> **課題一覧**:
1 – 本文によると、バイエル薬品の「レビトラ」が今回の収載品目に入らなかったのはなぜか。1〜3文で説明せよ。
2 – 本文について、次の問いに短く答えよ。
(a) 中央社会保険医療協議会総会がバイアグラなどの薬価収載を了承したのは何月何日か。
(b) 「シアリス」を扱う企業はどこか。
(c) バイアグラやシアリスの後発品は、早ければ何月の収載のタイミングから使えるようになる見通しか。
3 – 本文の「バイアグラやシアリスに関して」から「希望が出されなかったためだ。」までをすべて書き直し、その中の「後発品」を「ジェネリック医薬品」に置き換えよ。

> **本文**:

一般の人にも名前が知られた薬としては、かなり上位に来るであろう「バイアグラ」。もっとも、それが流通しているのは自由診療の世界だった。だが、4月からの不妊治療の保険適用に伴ってバイアグラなども、公的医療保険で使えることになった。【本根優】
2月2日の中央社会保険医療協議会総会はバイアグラなどの医薬品6成分16品目の薬価収載を了承した。
ヴィアトリス製薬のバイアグラ(一般名=シルデナフィル)と日本新薬の「シアリス」(タダラフィル)はPDE(ホスホジエステラーゼ)5阻害薬。両剤の適応は勃起不全だが、保険適用の対象は「勃起不全による男性不妊のみ」となる。
PDE5阻害薬は、肺動脈性肺高血圧症や前立腺肥大症に伴う排尿障害などに使われるものもある。
松本真人委員(健康保険組合連合会理事)は、自由診療のケースと、保険適用のケースが混在することになることを踏まえ「適切な保険給付を担保する観点から、レセプトへの記載の工夫を」と求めた。さらに「後発品があるものはしかるべきタイミングで収載してほしい」とも要望した。
バイアグラやシアリスに関しては、複数社が後発品の承認を取得している。早ければ6月の後発品収載のタイミングから使えるようになる見通しだ。
ただ、PDE5阻害薬の中で、バイエル薬品の「レビトラ」(バルデナフィル)は、今回の収載品目に入っていない。これは、21年10月に販売中止がアナウンスされ、さらに企業から薬価収載希望が出されなかったためだ。
もっとも、レビトラの後発品についても複数企業が承認を得ており、それらが収載希望を出せば、バイアグラやシアリスの後発品と同様に、早ければ6月に収載される可能性がある。

> **提供データ**:
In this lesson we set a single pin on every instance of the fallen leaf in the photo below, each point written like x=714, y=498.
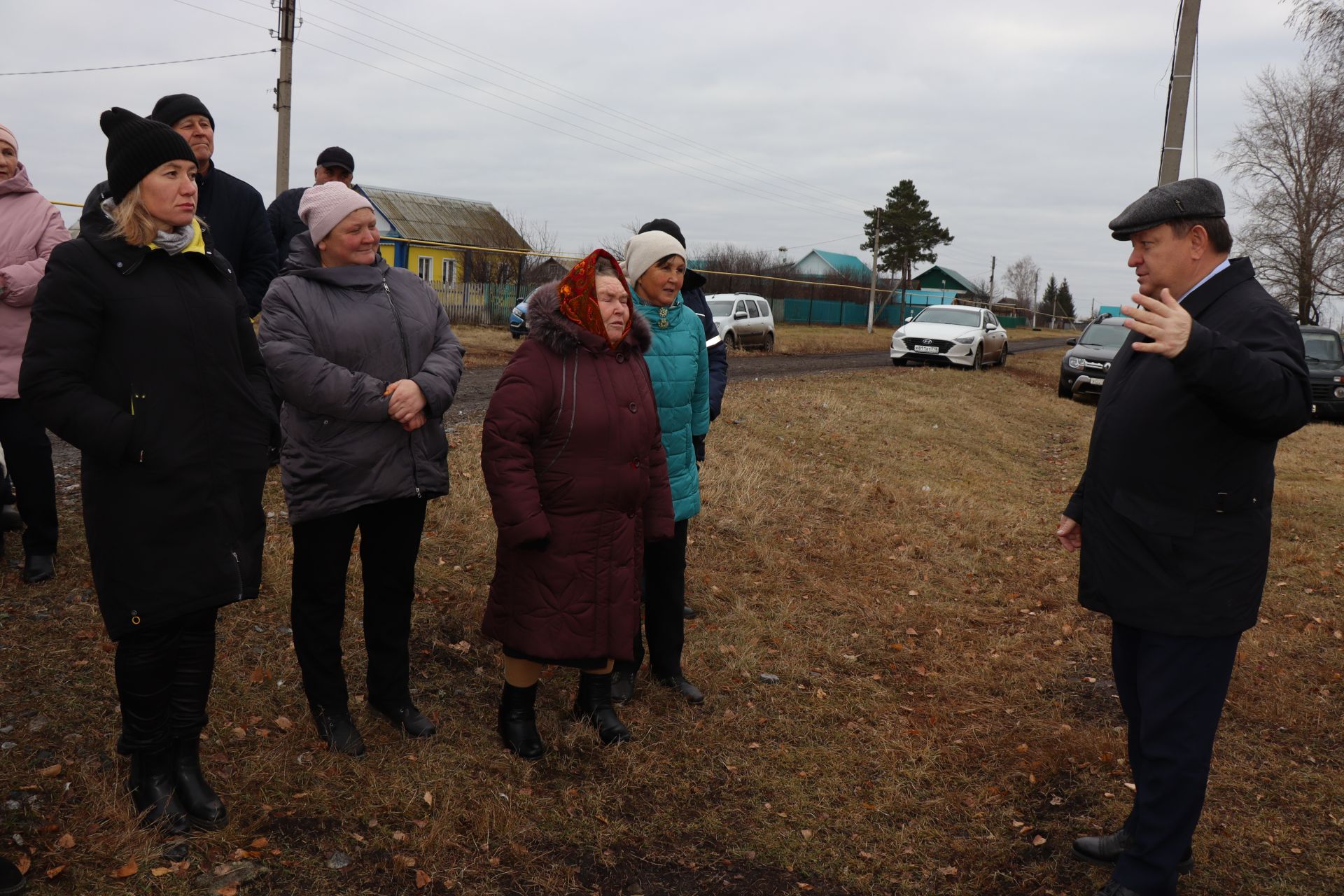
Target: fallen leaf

> **課題別の解答**:
1 – 21年10月に販売中止がアナウンスされ、さらに企業から薬価収載希望が出されなかったためである。

2 –
(a) 2月2日
(b) 日本新薬
(c) 6月

3 –
バイアグラやシアリスに関しては、複数社がジェネリック医薬品の承認を取得している。早ければ6月のジェネリック医薬品収載のタイミングから使えるようになる見通しだ。
ただ、PDE5阻害薬の中で、バイエル薬品の「レビトラ」(バルデナフィル)は、今回の収載品目に入っていない。これは、21年10月に販売中止がアナウンスされ、さらに企業から薬価収載希望が出されなかったためだ。